##### TEXT FOR ANALYSIS
Enid is super sarcastic, and sometimes this made me laugh. She doesn't like her name and picks a new one. So does the little boy she's babysitting, and this is where the book's title comes from. I thought that was kind of clever. Lowry wrote an incredibly true to life character in the horrid Wilma Sandroff--there's parents like that everywhere, who act that way, and for some bizarre reason, they often become family and child therapists. Their kids really do hate them and have active plans to flee. I didn't like Seth. I kept reading because the narrative voice was so engaging, and I wanted to learn if the scene I liked so much as a kid would still resonate with me as an adult. It didn't. I finished the book and neatened some of my apartment, trying to figure my thoughts. This was clearly intended as popcorn reading, even for kids. It was supposed to be warm and fuzzy. Instead, marginalized groups and different events are treated very lightly. Mostly, I feel apathy. I wanted this to be different than it turned out. ( )
  iszevthere | Jul 3, 2022 |
I read this at the same time that I read Brat Farrar by Josephine Tey and Father's Arcane Daughter by E.L. Konigsburg. They are all about an outsider coming into a family and making changes for the good: in other words, they are a subset of Elijah stories about families. This story is a bit pat---breaking the rules works here and and people may not be as poor as they seem.
##########
> **EXERCISE BRIEF**
According to the book reviews, what does the little boy Enid is babysitting do that gives the book its title?
##### EXCERPTED DATA
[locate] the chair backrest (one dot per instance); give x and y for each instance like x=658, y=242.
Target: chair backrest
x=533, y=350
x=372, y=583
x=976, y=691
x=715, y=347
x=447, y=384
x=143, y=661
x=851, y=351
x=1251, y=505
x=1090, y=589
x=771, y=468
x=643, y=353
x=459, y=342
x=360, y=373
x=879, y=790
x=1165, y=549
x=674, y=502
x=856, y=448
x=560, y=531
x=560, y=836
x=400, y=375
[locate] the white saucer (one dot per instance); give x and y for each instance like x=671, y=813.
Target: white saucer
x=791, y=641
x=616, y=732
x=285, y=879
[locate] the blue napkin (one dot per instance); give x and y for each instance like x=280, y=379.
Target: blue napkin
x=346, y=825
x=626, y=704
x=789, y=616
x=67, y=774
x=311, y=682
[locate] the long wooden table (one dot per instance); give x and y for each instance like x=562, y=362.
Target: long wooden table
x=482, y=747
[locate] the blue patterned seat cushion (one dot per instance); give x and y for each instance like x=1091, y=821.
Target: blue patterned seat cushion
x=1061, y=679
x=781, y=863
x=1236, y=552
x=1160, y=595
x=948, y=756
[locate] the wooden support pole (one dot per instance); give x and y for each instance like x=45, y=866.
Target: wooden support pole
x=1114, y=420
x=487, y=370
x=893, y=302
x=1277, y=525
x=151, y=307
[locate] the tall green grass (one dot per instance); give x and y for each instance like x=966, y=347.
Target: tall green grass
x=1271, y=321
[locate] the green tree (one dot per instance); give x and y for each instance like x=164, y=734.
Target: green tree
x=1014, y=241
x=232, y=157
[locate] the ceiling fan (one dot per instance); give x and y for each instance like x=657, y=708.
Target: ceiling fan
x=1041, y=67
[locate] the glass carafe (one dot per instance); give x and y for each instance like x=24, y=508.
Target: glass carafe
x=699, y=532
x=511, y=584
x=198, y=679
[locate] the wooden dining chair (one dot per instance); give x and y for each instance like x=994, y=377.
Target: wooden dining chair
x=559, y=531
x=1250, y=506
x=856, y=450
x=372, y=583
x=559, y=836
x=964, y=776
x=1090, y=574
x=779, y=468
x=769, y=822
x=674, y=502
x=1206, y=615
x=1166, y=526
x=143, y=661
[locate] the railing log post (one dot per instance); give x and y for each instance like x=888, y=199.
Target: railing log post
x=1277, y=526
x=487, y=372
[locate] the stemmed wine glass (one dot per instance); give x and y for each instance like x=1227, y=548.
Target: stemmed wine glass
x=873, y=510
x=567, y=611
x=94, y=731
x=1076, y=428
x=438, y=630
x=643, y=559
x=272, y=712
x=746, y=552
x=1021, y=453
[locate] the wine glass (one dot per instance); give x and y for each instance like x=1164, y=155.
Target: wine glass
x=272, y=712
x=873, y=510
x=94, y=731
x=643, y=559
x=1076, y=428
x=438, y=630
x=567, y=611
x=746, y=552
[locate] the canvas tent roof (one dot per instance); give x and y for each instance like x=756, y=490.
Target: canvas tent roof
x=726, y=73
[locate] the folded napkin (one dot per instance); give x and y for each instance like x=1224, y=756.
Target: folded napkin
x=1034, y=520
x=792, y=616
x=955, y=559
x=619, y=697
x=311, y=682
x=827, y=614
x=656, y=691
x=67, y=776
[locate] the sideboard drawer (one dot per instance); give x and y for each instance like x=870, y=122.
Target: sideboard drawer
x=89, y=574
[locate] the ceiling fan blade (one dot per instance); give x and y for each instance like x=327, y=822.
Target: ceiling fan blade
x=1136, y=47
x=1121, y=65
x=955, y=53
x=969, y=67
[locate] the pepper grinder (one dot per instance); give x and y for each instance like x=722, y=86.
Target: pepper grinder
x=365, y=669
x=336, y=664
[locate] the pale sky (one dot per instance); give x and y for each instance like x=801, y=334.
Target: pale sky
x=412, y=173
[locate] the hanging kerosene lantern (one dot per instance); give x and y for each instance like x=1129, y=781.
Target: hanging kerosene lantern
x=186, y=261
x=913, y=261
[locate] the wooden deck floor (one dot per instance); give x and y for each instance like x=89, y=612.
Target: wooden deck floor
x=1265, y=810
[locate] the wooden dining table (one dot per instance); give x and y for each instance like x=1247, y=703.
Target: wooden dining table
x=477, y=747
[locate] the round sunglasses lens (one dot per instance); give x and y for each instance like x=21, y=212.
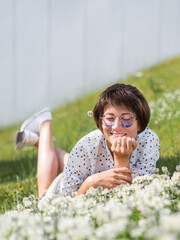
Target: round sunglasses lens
x=126, y=124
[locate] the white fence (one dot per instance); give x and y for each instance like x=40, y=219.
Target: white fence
x=52, y=51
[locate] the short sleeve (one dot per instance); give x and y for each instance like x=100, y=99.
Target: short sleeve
x=76, y=171
x=147, y=154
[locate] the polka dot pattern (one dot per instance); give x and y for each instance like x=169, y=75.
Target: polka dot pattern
x=91, y=155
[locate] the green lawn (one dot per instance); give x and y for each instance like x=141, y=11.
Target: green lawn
x=161, y=86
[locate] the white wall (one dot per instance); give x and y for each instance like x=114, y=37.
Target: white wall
x=52, y=51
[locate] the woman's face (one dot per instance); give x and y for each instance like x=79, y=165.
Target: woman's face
x=117, y=130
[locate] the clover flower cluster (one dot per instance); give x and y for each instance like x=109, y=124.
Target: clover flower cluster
x=147, y=209
x=166, y=107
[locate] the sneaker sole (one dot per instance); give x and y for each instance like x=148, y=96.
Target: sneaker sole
x=31, y=119
x=19, y=140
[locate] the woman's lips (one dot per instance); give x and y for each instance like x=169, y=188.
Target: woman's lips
x=119, y=134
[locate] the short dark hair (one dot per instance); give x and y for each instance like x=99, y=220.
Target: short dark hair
x=123, y=95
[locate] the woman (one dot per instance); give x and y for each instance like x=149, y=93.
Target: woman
x=107, y=157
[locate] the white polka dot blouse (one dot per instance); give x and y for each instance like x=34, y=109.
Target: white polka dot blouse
x=91, y=155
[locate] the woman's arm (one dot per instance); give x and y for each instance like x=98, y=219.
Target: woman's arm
x=107, y=179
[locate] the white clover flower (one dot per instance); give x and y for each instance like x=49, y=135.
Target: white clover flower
x=27, y=203
x=156, y=170
x=138, y=74
x=178, y=168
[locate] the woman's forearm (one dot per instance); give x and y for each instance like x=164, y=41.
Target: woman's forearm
x=85, y=186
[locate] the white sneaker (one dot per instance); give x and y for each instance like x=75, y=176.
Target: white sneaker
x=33, y=123
x=25, y=138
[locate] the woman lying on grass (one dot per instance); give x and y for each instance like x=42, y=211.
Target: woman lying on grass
x=109, y=156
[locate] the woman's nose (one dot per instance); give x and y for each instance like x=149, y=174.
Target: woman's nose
x=117, y=124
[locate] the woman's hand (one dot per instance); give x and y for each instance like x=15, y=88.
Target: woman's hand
x=107, y=179
x=123, y=146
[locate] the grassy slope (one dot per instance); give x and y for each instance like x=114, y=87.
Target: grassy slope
x=70, y=123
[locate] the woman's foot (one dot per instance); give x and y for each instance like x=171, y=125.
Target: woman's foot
x=33, y=123
x=25, y=138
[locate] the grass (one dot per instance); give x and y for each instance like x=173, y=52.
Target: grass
x=70, y=123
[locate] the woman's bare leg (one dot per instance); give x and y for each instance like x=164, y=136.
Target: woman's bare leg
x=50, y=158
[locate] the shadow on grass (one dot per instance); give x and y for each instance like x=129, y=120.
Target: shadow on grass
x=27, y=166
x=170, y=162
x=22, y=168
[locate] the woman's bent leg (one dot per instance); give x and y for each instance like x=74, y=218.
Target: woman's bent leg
x=62, y=157
x=47, y=158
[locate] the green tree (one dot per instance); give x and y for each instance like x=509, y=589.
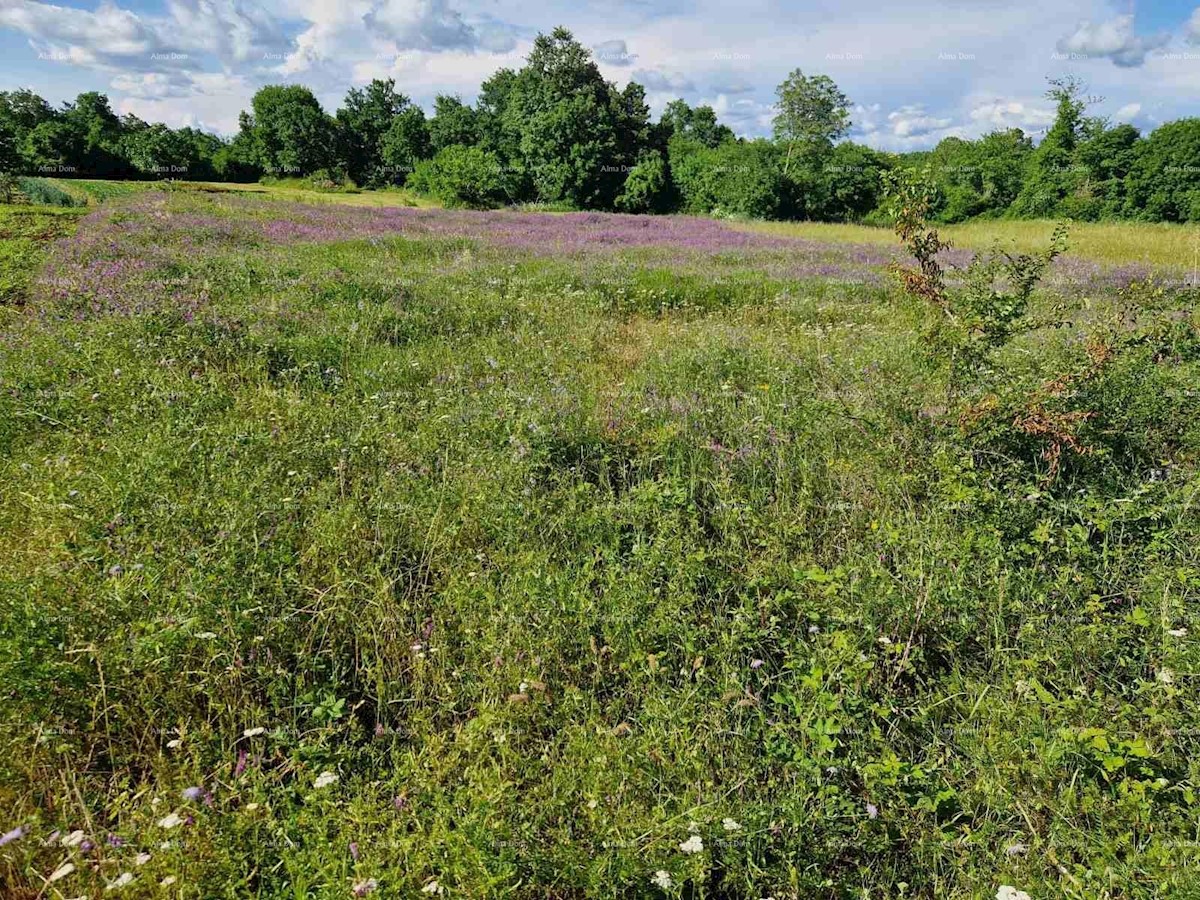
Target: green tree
x=813, y=113
x=1054, y=172
x=363, y=123
x=699, y=124
x=289, y=131
x=570, y=124
x=1163, y=184
x=647, y=186
x=406, y=144
x=462, y=177
x=453, y=123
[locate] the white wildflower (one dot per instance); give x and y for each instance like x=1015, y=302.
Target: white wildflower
x=120, y=881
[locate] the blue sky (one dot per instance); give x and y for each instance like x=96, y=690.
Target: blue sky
x=917, y=71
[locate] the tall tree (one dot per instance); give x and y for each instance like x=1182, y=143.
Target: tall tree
x=811, y=114
x=363, y=123
x=291, y=132
x=568, y=120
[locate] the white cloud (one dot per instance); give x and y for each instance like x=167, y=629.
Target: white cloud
x=1193, y=27
x=1127, y=113
x=613, y=53
x=664, y=82
x=421, y=25
x=912, y=120
x=1115, y=40
x=1011, y=114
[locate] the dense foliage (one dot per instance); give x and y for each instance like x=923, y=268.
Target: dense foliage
x=556, y=132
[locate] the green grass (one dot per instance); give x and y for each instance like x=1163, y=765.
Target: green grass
x=25, y=232
x=557, y=583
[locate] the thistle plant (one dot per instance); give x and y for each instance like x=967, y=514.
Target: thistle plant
x=991, y=306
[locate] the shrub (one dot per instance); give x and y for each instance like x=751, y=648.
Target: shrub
x=647, y=187
x=461, y=177
x=47, y=193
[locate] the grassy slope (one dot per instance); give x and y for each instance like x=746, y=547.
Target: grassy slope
x=553, y=577
x=24, y=235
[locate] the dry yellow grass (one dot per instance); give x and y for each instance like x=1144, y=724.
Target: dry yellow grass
x=394, y=197
x=1173, y=246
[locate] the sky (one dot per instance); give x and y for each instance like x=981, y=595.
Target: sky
x=916, y=71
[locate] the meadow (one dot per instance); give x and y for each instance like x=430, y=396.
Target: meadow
x=387, y=551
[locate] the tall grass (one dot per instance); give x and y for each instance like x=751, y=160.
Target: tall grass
x=420, y=562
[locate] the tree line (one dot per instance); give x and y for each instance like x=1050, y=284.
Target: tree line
x=556, y=132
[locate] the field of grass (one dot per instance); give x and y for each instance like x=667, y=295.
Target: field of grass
x=25, y=233
x=1157, y=244
x=406, y=552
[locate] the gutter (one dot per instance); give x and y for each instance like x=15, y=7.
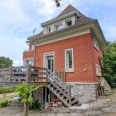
##########
> **TASK ANSWER**
He picks a new name for himself.